**What you need to do**
Give a verbatim quotation of every record.

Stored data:

····················

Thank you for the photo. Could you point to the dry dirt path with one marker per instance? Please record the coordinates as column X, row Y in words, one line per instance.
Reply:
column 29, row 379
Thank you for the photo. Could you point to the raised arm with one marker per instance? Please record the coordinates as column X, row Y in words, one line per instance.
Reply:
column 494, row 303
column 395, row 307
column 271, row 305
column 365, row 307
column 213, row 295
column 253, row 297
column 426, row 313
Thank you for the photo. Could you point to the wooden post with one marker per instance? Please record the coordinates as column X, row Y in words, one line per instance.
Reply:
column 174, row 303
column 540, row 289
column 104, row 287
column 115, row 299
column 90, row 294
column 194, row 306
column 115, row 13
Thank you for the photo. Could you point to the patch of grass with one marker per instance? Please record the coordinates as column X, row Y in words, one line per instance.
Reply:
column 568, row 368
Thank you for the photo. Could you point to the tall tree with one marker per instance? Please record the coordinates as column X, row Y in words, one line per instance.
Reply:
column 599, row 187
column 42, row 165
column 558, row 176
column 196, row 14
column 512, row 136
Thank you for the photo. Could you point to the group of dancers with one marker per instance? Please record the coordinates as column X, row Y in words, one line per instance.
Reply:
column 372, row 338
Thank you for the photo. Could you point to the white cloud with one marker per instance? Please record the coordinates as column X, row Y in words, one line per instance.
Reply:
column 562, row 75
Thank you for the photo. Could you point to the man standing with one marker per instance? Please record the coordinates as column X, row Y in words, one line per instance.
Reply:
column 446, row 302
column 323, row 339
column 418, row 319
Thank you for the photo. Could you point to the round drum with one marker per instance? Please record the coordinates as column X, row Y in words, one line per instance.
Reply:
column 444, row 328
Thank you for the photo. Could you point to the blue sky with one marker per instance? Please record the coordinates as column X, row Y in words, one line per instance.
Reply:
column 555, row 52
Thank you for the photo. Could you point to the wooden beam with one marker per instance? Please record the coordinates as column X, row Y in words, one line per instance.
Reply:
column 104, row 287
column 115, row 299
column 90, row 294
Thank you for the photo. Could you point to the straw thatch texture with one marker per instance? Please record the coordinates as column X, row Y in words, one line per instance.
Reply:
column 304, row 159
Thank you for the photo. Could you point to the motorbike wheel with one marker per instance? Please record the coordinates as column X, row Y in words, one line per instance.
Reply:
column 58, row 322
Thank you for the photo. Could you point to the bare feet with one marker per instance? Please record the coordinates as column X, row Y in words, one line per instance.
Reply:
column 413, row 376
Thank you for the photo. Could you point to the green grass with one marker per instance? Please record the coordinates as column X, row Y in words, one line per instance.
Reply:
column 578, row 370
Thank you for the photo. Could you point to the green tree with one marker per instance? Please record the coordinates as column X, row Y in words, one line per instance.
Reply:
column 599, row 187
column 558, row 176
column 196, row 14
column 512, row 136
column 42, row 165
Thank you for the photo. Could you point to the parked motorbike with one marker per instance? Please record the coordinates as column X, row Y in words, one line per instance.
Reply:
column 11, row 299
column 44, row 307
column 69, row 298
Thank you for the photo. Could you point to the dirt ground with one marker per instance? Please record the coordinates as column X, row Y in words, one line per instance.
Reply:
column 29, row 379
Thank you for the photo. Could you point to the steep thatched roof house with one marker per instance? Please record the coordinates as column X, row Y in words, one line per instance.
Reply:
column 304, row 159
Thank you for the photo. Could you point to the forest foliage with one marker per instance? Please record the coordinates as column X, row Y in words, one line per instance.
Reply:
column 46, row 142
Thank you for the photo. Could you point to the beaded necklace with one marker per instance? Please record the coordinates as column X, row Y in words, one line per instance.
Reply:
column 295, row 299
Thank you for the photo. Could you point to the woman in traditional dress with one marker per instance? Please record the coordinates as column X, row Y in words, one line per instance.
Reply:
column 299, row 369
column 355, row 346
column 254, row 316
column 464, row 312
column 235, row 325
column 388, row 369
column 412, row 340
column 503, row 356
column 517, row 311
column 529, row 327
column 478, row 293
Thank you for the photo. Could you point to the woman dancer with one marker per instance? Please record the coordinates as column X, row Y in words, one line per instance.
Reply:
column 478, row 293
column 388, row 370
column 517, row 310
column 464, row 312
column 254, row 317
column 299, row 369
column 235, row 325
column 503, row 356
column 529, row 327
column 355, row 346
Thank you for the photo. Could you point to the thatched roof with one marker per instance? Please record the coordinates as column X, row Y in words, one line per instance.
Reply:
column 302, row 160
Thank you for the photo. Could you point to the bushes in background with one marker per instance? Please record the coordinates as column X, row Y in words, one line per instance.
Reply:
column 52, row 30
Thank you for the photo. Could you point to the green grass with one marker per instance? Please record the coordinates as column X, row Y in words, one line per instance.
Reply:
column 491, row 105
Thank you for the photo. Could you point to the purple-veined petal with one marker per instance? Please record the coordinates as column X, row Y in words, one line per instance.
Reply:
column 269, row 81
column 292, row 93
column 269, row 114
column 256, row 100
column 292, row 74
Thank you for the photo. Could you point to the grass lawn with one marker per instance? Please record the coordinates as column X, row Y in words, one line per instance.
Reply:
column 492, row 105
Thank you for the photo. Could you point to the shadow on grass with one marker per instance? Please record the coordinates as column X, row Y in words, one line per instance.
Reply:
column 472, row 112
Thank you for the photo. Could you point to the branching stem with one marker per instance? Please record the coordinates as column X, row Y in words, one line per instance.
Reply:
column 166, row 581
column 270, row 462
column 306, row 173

····················

**Task output**
Thank you for the photo. Could you point to the dry dirt path with one marker per instance? Please record the coordinates as column X, row Y in words, one line per instance.
Reply:
column 29, row 379
Thank you for the photo. Could you point to the raised arm with one marker per instance? Please record the coordinates as column X, row Y in words, one line per instance.
Reply:
column 494, row 303
column 395, row 307
column 271, row 305
column 365, row 307
column 213, row 295
column 253, row 297
column 426, row 313
Thank you for the photo. Could you point to the wooden post with one marker per instance? Please record the coordinates as column X, row Y in words, one line per instance.
Reply:
column 174, row 303
column 540, row 289
column 104, row 287
column 115, row 299
column 90, row 294
column 194, row 306
column 115, row 13
Thank you for the photo. Could you point to the patch of grass with one marker per instance? Please record the coordinates as column X, row Y in words, one line per instance.
Reply:
column 568, row 368
Thank you for the photo. Could you point to the tall tree with one marker per instance? Please record the coordinates as column X, row Y in words, one line per instance.
Reply:
column 599, row 187
column 42, row 165
column 558, row 176
column 196, row 14
column 512, row 136
Thank you for the photo. Could you point to the group of dancers with one marker per instance? Please record the coordinates as column X, row Y in words, one line per instance.
Reply:
column 372, row 338
Thank you for the photo. Could you point to the white cloud with one marker per instance? Please record the coordinates as column X, row Y in words, one line per instance.
Reply:
column 562, row 75
Thank you for the photo. Could you point to the man standing with one marker per instance? Please record the coordinates as column X, row Y in words, one line per instance.
Reply:
column 446, row 302
column 323, row 339
column 418, row 319
Thank you for the photo. Could you point to the round drum with one marker per instance? Please record the coordinates as column X, row Y in words, one line per instance.
Reply:
column 444, row 328
Thank you for the photo. Could you point to the blue sky with one marker per instance? Please record the coordinates as column X, row Y in words, one line per instance.
Reply:
column 555, row 52
Thank you for the photo. Could you point to the wooden beam with one marker per instance? Please record the coordinates as column X, row Y in words, one line per instance.
Reply:
column 104, row 287
column 115, row 299
column 90, row 294
Thank you for the photo. Could you point to the straw thatch texture with one marker per instance? Please record the coordinates as column X, row Y in words, one line per instance.
Reply:
column 304, row 159
Thank you for the photo. Could you point to the motorbike wheel with one marker per instance? Please record the coordinates as column X, row Y in words, one line per instance.
Reply:
column 58, row 322
Thank you for the photo. Could you point to the bare feet with one marker per instance? Please record the coordinates as column X, row Y in words, one line per instance.
Reply:
column 413, row 376
Thank you for the photo. Could you point to the green grass with one marker per instance? Please record the coordinates as column X, row Y in words, one line per instance.
Reply:
column 578, row 370
Thank you for the photo. Could you point to the green tree with one marker per instance? Please record the coordinates as column X, row Y in words, one line per instance.
Reply:
column 599, row 187
column 558, row 176
column 196, row 14
column 512, row 136
column 42, row 165
Thank you for the photo. Could you point to the parked motorbike with one marker per instance? Please record the coordinates as column X, row Y in words, one line per instance.
Reply:
column 11, row 299
column 44, row 307
column 69, row 298
Thank you for the photo. Could you point to the dirt ground with one marker per instance? Please record the coordinates as column X, row Y in words, one line per instance.
Reply:
column 29, row 379
Thank you for the photo. Could you point to the steep thatched roof house with one marker per instance? Please record the coordinates as column X, row Y in words, one line per instance.
Reply:
column 304, row 159
Thank you for the photo. Could you point to the forest foliage with one marker per instance? Please record the coordinates as column X, row Y in words, one line per instance.
Reply:
column 46, row 142
Thank you for the photo. Could you point to the beaded necklace with one marker per instance? Please record the coordinates as column X, row Y in words, one line per instance.
Reply:
column 295, row 299
Thank you for the photo. Could you point to the woman in traditional dress with one marker per instance? Please record the coordinates as column X, row Y in words, one line per instance.
Reply:
column 299, row 369
column 355, row 346
column 254, row 316
column 464, row 312
column 235, row 325
column 388, row 369
column 412, row 340
column 503, row 356
column 517, row 311
column 529, row 327
column 478, row 293
Thank you for the photo. Could you point to the woman dancer with one marker per instance? Please record the coordinates as column X, row Y in words, one line per instance.
Reply:
column 478, row 293
column 388, row 370
column 517, row 310
column 464, row 312
column 254, row 317
column 299, row 369
column 235, row 325
column 503, row 356
column 529, row 327
column 355, row 346
Thank you for the photo. Could you point to the thatched roof with one marker per instance? Please record the coordinates as column X, row Y in words, one line per instance.
Reply:
column 302, row 160
Thank you for the photo. Could you point to the bushes in background with one marker per instance? Please record the coordinates as column X, row Y in words, one line per instance.
Reply:
column 52, row 30
Thank you for the photo. Could you point to the green grass with one marker per instance? Please record the coordinates as column X, row Y in words, one line per instance.
Reply:
column 491, row 105
Thank you for the photo. Could you point to the purple-veined petal with one marker per instance? Please record the coordinates as column X, row Y in words, one line per instance.
Reply:
column 269, row 81
column 292, row 93
column 269, row 114
column 256, row 100
column 292, row 74
Thank you for the photo. Could you point to the grass lawn with one marker per instance? Please record the coordinates as column X, row Y in words, one line per instance.
Reply:
column 492, row 105
Thank you for the photo. Could you point to the shadow on grass with one marker per instance? Please record the coordinates as column X, row Y in words, one line per instance.
Reply:
column 472, row 112
Thank you for the photo. Could you point to the branching stem with one marker per instance? Please record the coordinates as column X, row Y in words, one line per instance.
Reply:
column 166, row 581
column 270, row 462
column 306, row 173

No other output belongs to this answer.